• DO THIS: Extract every line of the data below that contains the word "tree".

··· GIVEN DATA ···

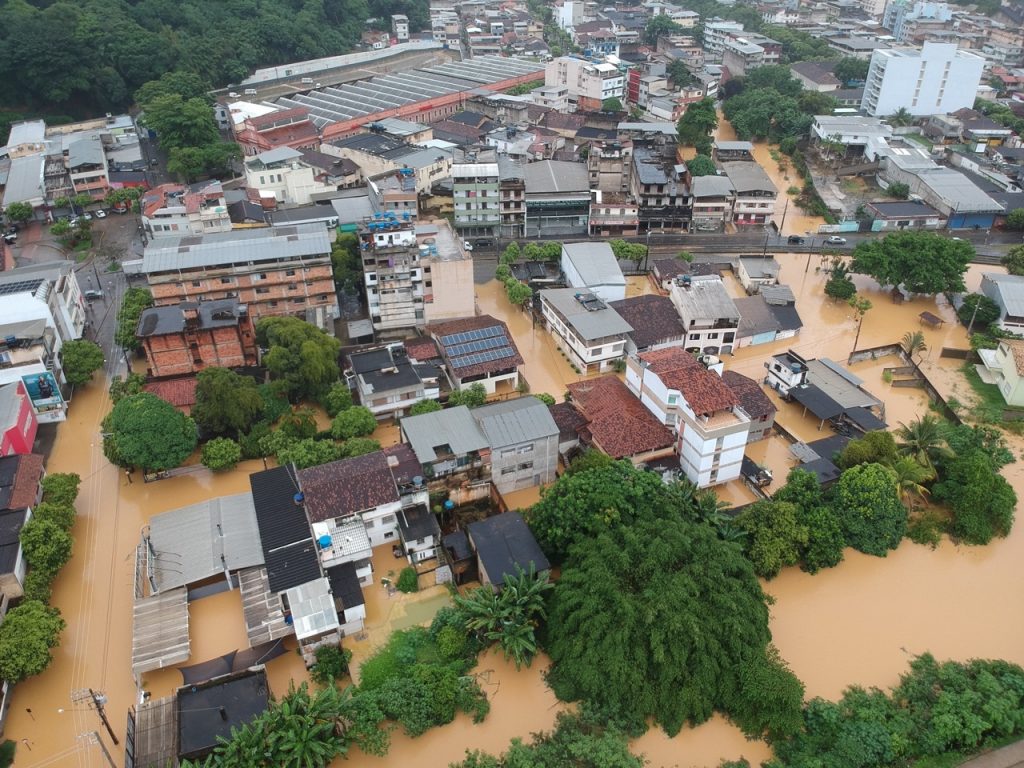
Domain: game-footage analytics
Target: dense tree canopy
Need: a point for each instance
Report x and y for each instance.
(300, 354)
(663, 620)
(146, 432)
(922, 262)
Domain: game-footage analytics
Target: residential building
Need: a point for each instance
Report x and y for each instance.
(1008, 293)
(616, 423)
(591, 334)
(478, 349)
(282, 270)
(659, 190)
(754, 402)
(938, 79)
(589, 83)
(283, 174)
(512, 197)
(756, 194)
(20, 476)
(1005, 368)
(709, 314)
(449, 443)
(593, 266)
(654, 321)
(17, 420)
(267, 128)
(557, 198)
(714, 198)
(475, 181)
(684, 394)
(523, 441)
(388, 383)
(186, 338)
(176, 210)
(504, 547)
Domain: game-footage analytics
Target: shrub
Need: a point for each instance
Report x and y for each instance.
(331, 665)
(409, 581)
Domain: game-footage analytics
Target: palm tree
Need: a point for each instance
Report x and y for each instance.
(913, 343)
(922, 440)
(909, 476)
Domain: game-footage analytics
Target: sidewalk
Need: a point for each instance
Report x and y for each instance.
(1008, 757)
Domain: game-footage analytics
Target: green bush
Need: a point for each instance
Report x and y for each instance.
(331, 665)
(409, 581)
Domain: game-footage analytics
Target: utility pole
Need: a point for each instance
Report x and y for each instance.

···

• EXERCISE ANSWER:
Target: dense tree canopy
Target: palm tree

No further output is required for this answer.